• _Task requirements_:
Reproduce the lines from the start of the records through the line containing "point(190, 101)", including both ends, and omit the pictures from your answer.

• _Raw data_:
_ _ _

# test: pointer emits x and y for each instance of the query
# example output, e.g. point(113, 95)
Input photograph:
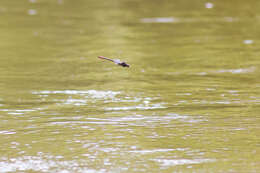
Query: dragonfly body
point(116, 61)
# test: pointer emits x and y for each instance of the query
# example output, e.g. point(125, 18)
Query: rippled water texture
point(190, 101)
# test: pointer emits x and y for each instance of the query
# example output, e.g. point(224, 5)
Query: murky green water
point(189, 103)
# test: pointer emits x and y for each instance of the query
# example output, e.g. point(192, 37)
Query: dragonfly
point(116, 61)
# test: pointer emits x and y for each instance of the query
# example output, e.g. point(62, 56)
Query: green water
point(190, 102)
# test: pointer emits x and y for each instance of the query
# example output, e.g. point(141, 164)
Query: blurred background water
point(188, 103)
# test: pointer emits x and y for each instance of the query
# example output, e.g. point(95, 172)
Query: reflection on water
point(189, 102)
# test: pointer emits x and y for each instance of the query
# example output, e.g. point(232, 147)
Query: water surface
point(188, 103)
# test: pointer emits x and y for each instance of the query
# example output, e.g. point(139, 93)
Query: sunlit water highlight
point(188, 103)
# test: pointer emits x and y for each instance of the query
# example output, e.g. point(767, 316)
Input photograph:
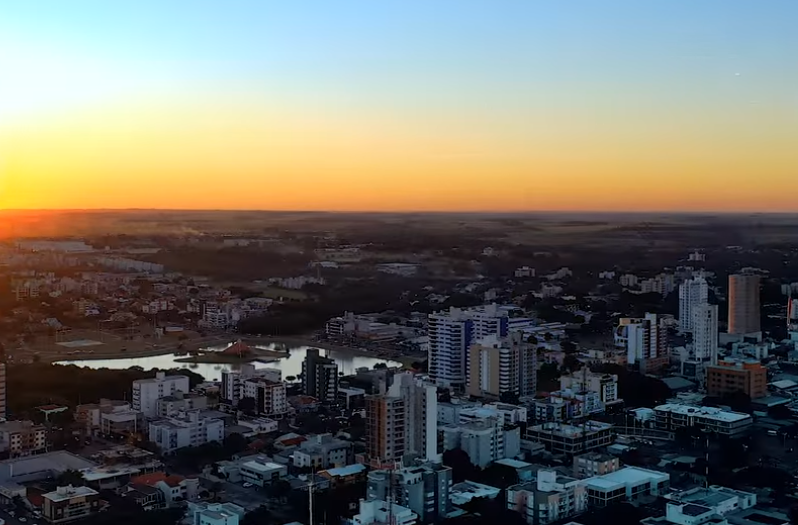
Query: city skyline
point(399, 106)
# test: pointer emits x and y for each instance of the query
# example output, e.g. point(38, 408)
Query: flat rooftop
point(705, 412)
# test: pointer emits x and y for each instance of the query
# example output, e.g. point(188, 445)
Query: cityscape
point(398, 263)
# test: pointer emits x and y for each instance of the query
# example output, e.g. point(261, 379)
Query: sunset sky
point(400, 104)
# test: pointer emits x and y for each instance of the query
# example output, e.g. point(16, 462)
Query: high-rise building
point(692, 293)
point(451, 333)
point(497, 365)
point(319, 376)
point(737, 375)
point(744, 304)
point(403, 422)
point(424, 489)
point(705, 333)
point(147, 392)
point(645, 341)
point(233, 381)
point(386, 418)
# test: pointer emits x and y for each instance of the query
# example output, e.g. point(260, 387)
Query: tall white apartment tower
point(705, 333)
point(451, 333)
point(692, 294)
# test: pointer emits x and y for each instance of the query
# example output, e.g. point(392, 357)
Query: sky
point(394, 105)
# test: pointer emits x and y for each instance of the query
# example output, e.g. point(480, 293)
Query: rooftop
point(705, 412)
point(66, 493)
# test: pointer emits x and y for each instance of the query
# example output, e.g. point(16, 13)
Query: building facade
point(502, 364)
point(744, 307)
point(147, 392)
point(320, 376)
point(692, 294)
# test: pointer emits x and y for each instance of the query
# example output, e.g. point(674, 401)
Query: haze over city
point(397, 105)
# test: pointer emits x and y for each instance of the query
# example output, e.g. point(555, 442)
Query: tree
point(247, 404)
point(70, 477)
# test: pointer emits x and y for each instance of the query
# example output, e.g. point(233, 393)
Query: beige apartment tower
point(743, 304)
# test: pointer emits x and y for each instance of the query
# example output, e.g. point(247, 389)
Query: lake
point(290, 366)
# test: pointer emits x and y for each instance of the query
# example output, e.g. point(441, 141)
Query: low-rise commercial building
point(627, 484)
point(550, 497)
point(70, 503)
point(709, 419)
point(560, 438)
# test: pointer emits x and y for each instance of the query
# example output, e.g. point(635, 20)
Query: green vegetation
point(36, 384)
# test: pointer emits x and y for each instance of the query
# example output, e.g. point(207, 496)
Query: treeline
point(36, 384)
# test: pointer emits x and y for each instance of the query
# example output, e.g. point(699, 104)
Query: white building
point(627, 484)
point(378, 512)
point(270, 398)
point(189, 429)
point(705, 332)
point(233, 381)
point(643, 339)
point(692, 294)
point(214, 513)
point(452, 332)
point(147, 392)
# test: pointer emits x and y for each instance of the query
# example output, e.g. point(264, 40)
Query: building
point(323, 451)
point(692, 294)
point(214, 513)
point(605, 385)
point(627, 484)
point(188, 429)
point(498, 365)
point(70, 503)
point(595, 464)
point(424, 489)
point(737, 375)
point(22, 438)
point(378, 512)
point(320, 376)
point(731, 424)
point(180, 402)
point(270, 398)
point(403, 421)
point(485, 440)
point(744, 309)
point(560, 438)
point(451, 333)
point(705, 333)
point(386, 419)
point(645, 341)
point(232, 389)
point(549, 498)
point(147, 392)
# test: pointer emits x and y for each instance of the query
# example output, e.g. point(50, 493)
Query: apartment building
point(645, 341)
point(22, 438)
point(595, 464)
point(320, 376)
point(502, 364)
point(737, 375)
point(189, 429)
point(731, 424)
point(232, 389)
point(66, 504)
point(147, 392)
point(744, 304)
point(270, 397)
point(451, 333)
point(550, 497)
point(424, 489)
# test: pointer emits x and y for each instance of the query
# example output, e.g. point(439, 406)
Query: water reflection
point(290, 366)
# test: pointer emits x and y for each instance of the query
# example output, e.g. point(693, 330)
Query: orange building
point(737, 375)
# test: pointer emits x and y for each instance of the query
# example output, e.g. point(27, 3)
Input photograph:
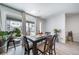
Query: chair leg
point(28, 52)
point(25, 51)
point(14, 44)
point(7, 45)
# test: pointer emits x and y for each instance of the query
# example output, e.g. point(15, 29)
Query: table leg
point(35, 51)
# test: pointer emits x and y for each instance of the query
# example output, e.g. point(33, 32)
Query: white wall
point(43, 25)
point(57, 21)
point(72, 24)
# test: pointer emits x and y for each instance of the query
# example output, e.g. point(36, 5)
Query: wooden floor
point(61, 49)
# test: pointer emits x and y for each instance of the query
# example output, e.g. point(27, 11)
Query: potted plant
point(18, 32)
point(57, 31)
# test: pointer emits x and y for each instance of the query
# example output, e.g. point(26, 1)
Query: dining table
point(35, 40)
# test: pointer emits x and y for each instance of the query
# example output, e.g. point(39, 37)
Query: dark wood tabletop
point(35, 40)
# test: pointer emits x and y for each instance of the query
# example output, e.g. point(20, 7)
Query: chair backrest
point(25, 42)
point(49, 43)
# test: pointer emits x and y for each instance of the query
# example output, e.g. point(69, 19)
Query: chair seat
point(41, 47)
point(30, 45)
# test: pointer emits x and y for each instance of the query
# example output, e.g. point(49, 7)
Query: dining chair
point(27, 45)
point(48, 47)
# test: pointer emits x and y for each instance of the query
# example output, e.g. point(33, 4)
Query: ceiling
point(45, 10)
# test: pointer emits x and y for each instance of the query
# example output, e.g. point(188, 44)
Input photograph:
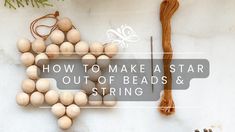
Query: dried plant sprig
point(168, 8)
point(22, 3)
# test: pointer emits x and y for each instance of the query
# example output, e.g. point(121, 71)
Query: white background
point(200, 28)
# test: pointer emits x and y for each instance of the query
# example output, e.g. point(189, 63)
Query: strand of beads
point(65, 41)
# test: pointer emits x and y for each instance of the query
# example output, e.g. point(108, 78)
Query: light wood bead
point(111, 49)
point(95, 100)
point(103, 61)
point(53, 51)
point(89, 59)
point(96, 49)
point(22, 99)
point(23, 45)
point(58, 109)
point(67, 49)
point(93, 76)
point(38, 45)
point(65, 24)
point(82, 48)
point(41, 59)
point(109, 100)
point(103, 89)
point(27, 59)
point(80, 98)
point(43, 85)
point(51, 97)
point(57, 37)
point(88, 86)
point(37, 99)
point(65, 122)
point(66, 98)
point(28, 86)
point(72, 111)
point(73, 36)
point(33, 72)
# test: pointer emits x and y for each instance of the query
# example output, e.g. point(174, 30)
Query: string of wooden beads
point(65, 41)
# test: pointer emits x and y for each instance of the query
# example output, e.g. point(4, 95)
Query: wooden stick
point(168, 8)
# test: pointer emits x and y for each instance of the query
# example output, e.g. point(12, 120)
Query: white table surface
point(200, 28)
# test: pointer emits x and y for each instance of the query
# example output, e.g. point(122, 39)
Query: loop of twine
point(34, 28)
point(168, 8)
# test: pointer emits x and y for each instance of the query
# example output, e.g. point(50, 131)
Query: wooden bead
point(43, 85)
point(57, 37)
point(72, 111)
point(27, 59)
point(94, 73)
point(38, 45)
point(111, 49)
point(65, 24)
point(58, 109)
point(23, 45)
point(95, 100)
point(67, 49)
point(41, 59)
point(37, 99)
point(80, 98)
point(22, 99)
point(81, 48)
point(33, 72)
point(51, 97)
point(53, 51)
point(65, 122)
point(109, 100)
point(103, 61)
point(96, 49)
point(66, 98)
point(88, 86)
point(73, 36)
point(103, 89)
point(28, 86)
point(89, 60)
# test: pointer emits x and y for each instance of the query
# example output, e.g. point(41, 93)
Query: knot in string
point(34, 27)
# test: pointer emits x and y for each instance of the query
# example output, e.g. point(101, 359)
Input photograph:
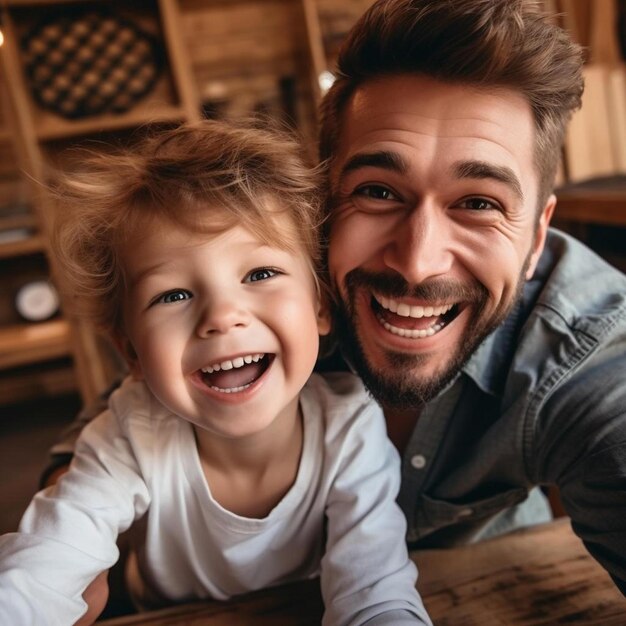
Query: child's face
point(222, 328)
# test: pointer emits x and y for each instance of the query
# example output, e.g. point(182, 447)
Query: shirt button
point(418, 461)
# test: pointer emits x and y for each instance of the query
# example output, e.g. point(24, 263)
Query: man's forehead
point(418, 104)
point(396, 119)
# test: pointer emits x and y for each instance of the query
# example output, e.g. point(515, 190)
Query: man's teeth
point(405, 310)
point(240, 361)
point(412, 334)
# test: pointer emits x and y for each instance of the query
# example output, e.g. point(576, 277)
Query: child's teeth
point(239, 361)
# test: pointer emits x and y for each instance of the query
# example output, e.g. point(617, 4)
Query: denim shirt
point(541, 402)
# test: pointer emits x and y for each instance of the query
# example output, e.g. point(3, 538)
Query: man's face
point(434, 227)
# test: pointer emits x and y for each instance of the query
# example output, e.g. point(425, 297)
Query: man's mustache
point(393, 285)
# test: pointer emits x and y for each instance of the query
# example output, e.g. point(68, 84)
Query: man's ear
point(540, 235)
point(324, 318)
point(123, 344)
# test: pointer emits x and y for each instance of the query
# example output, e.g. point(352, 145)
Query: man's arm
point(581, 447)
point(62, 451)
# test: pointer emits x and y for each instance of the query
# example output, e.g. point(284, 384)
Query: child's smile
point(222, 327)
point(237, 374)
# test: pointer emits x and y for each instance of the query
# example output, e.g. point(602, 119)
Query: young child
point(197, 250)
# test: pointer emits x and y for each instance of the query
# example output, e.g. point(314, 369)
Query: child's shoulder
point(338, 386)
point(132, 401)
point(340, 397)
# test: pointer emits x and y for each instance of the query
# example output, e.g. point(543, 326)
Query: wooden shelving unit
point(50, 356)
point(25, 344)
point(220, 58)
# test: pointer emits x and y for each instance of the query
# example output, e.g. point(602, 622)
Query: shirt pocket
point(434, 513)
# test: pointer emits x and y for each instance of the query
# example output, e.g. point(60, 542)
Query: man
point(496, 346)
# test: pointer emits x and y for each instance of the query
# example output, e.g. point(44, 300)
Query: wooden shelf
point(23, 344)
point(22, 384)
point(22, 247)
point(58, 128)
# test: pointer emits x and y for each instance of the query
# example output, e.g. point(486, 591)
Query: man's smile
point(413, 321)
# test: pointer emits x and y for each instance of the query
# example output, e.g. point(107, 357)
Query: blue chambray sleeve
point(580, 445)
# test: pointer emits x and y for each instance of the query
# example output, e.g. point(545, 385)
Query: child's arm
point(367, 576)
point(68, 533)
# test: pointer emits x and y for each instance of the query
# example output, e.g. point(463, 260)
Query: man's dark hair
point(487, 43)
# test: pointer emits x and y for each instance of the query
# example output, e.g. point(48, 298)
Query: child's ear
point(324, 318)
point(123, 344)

_ _ _

• _Response to this exercise_:
# test: pointer emits x and y for each instance of the query
# example output, e.g. point(113, 95)
Input photograph:
Query: dragonfly body
point(116, 61)
# test: pointer emits x and y for each instance of the query
# example output, e.g. point(125, 18)
Query: rippled water texture
point(190, 101)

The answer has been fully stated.